→ **Petikan Teks**
-----

Pada tahapan ini, asal menerjemahkan sebuah alinea/ pasal/ bab secara keseluruhan saja, dengan menitikberatkan kepada pengalihan makna yang subtansial, tanpa memperhatikan terlebih dahulu kesempurnaan hasil terjemahan secara detail.

Catatan:

Penerjemah tidak harus urut dalam menerjemahkan bab per bab, sehingga apabila ia mendapatkan kemacetan dalam menerjemah sebuah bab, ia bisa beralih pada bab lain yang mudah baginya. Oleh karena itu, penerjemah perlu menempatkan terjemahan setiap bab pada file masing-masing secara tersendiri, sehingga ia bisa melanjutkan ataupun menghentikan penerjemahan sebuah bab, tanpa harus menunggu selesainya terjemahan bab yang sebelumnya.

-----

Data anotasi berbasis titik

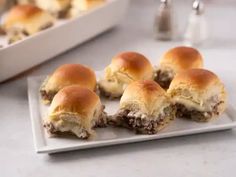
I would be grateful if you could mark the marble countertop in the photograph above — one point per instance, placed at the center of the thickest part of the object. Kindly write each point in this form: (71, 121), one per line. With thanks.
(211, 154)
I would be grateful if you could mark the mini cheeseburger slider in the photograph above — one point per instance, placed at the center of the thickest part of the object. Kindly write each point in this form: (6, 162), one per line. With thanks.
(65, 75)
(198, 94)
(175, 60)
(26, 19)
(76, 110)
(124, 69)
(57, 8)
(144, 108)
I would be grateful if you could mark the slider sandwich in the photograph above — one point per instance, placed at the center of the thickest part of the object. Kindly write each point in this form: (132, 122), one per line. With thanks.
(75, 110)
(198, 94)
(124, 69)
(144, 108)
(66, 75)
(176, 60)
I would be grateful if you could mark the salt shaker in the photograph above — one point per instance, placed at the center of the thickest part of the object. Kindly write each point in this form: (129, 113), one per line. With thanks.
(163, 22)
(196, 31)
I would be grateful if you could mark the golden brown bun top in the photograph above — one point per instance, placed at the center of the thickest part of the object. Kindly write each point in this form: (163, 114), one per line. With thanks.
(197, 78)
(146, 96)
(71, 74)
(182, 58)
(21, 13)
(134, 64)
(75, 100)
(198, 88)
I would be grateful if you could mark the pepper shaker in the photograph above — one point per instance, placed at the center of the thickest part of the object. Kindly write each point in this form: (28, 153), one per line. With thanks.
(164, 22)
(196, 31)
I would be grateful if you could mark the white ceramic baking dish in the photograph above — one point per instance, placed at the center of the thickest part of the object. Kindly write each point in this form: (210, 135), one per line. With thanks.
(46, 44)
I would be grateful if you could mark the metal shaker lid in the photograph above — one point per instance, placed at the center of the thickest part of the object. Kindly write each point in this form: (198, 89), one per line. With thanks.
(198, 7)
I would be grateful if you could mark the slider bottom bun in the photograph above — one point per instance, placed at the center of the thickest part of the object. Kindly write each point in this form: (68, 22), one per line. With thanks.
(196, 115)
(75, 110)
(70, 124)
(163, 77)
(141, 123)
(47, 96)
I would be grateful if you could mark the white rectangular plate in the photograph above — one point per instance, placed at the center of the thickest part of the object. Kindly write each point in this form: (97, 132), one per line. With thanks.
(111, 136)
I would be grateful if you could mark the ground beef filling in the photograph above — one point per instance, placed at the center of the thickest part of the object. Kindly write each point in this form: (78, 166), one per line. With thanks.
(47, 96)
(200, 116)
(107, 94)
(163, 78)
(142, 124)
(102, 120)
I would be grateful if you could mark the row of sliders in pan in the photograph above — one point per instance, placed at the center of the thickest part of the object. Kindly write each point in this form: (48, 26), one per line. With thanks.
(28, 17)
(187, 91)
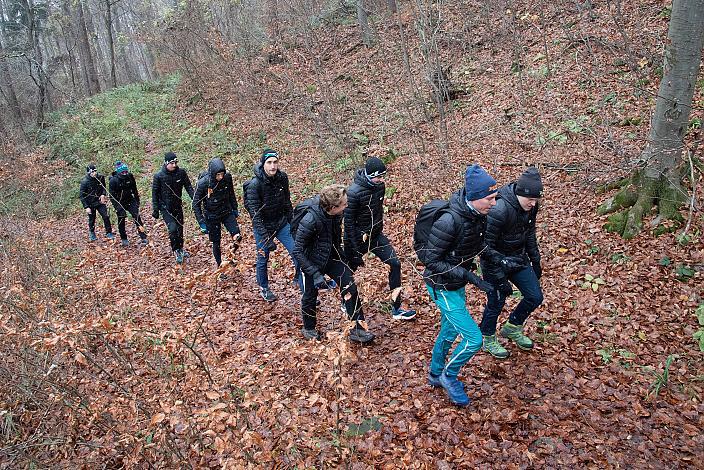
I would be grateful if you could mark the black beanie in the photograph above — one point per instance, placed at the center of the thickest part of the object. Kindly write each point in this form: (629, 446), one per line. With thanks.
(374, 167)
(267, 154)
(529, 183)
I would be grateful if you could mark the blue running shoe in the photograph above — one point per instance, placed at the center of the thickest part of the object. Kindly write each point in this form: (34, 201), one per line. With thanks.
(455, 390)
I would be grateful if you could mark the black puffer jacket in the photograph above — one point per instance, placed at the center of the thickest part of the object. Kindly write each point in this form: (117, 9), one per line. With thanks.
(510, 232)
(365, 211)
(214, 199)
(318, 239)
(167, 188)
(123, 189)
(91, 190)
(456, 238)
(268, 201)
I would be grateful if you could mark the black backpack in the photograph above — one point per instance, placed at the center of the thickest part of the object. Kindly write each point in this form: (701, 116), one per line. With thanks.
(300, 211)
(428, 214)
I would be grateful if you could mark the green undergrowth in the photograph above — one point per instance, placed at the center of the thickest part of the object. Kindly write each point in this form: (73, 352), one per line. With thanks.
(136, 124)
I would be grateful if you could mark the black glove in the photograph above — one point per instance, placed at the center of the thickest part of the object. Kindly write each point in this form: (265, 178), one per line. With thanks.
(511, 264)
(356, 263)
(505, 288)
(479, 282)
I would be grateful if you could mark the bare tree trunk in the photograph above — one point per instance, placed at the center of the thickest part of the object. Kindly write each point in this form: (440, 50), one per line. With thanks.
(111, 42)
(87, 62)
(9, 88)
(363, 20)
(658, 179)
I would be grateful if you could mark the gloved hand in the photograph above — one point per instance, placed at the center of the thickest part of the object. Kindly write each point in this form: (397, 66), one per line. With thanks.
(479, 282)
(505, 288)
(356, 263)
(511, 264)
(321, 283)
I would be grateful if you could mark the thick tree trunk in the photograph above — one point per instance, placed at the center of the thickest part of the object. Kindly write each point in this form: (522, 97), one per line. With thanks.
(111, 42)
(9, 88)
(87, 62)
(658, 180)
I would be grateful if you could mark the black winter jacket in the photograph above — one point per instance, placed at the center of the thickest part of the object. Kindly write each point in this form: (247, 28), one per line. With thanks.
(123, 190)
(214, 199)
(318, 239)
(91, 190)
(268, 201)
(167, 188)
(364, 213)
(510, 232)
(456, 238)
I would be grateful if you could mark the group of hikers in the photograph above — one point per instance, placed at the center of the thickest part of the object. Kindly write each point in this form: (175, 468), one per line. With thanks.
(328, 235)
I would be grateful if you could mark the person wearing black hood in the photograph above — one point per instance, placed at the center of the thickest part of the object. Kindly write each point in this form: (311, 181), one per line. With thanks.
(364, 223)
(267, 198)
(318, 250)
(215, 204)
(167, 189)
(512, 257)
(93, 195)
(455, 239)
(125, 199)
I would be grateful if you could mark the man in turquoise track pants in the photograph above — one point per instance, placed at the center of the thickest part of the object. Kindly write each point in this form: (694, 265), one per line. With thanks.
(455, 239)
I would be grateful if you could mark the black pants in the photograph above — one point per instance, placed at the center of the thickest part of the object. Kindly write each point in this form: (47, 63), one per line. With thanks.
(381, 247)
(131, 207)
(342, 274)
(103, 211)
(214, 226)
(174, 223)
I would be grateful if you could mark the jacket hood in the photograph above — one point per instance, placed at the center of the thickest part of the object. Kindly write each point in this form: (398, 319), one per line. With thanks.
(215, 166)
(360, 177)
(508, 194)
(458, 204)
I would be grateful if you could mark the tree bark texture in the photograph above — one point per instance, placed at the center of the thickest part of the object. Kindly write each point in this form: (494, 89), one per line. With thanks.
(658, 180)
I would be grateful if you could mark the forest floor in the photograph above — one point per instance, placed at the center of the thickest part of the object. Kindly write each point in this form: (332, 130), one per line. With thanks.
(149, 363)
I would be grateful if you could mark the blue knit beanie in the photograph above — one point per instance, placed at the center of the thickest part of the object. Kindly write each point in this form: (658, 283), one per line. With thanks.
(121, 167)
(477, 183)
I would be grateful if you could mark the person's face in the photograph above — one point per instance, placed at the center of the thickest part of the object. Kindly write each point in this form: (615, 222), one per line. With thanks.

-----

→ **Pekerjaan yang Diminta**
Bisakah Anda mengutip kembali seluruh petikan tentang tahapan menerjemahkan bab di atas, tanpa mengubah satu kata pun?

→ **Penyelesaian Tugas**
Pada tahapan ini, asal menerjemahkan sebuah alinea/ pasal/ bab secara keseluruhan saja, dengan menitikberatkan kepada pengalihan makna yang subtansial, tanpa memperhatikan terlebih dahulu kesempurnaan hasil terjemahan secara detail.

Catatan:

Penerjemah tidak harus urut dalam menerjemahkan bab per bab, sehingga apabila ia mendapatkan kemacetan dalam menerjemah sebuah bab, ia bisa beralih pada bab lain yang mudah baginya. Oleh karena itu, penerjemah perlu menempatkan terjemahan setiap bab pada file masing-masing secara tersendiri, sehingga ia bisa melanjutkan ataupun menghentikan penerjemahan sebuah bab, tanpa harus menunggu selesainya terjemahan bab yang sebelumnya.